AI in practice

Researchers find child abuse images in training data for AI image generators

Matthias Bastian
An abstract digital art piece showcasing a variety of larger silhouetted figures representing children and teenagers, depicted in a highly stylized, silhouette form. The figures are deliberately oversized and dominate the canvas, emphasizing their presence within an AI training dataset. The background zooms further into the vibrant red and blue digital glitch patterns, with dense vertical streaks symbolizing streams of data and signal noise. Each figure is reduced to its most basic, recognizable shape, lacking detail but clearly suggestive of youth. Around them, digital identifiers and tags float with a subtle glow, against the reflective surface that's intricately patterned with binary code, creating a powerful visual metaphor for the digital age.

DALL-E 3 prompted by THE DECODER

Update
  • Laion aims to complete the LAION 5B safety review in the second half of January 2024 and to bring the dataset back online.

An investigation by the Stanford Internet Observatory (SIO) has found at least 1,008 images of child sexual abuse (CSAM) in an open LAION dataset.

■ ■ ■

- Requirements -
a – Answer these questions from the LAION dataset article:
(i) Which organization carried out the investigation?
(ii) At least how many child sexual abuse images did it find in the open LAION dataset?
(iii) By when does Laion aim to finish the LAION 5B safety review?
b – Retype the LAION dataset article from "Matthias Bastian" to "the digital age.".
c – Extend the LAION dataset article, continuing from its final sentence.

- Information shown -
■ ■ ■

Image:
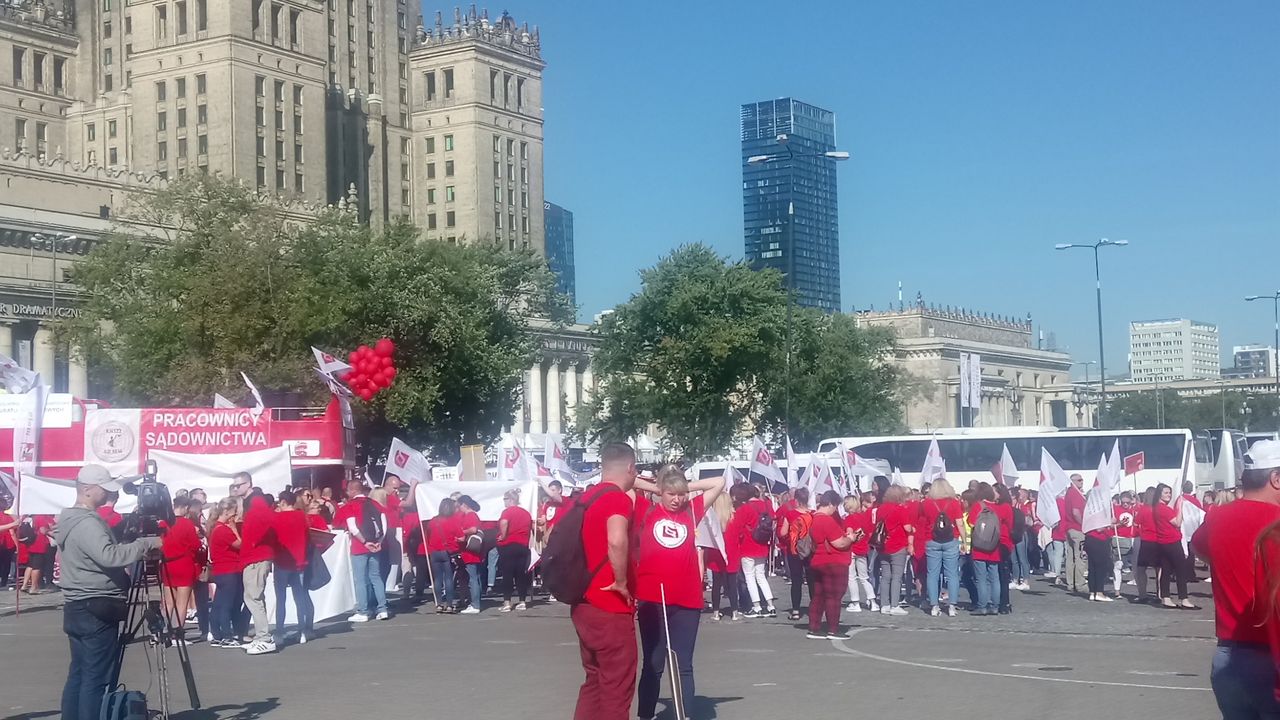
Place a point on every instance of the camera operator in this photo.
(95, 586)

■ ■ ■

- Answers provided -
a –
(i) The Stanford Internet Observatory (SIO).
(ii) At least 1,008.
(iii) In the second half of January 2024.

b –
Matthias Bastian
An abstract digital art piece showcasing a variety of larger silhouetted figures representing children and teenagers, depicted in a highly stylized, silhouette form. The figures are deliberately oversized and dominate the canvas, emphasizing their presence within an AI training dataset. The background zooms further into the vibrant red and blue digital glitch patterns, with dense vertical streaks symbolizing streams of data and signal noise. Each figure is reduced to its most basic, recognizable shape, lacking detail but clearly suggestive of youth. Around them, digital identifiers and tags float with a subtle glow, against the reflective surface that's intricately patterned with binary code, creating a powerful visual metaphor for the digital age.

c –
The dataset, called LAION-5B, contains links to billions of images, some from social media and pornographic video sites. It is a common part of the data used to train AI image systems, for example by the open-source software Stable Diffusion, but also by Google for Parti or Imagen.

The Stanford Internet Observatory found that LAION-5B contains at least 1,008 cases of child sexual abuse. The dataset may also contain thousands of other suspected CSAM cases, according to the report.

CSAM images in the dataset can enable the generation of AI CSAM

The presence of CSAM in the dataset could allow AI products based on this data, such as Stable Diffusion, to create new and potentially realistic child abuse content.

Image generators based on Stable Diffusion 1.5 are particularly vulnerable to generating such images, and their distribution should be stopped, the report says. Stable Diffusion 2.0 is supposed to be safer because the LAION training dataset has been more heavily filtered for harmful and prohibited content.

In late October, the Internet Watch Foundation (IWF) reported a surge in AI-generated CSAM. Within a month, IWF analysts found 20,254 AI-generated images in a single CSAM forum on the dark web. AI-generated CSAM is also becoming more realistic, making it more difficult to investigate real cases.

LAION takes datasets off the web

LAION, the German-based non-profit organization behind the dataset, has temporarily removed this and other datasets from the Internet. The datasets will be cleaned up before they are published again. LAION has a "zero tolerance policy" for illegal content, according to Bloomberg.

The Stanford report notes that the URLs of the images are also reported to child protection agencies in the US and Canada. The Internet Observatory suggests using detection tools such as Microsoft's PhotoDNA or working with child protection organizations to cross-check future datasets against known CSAM lists.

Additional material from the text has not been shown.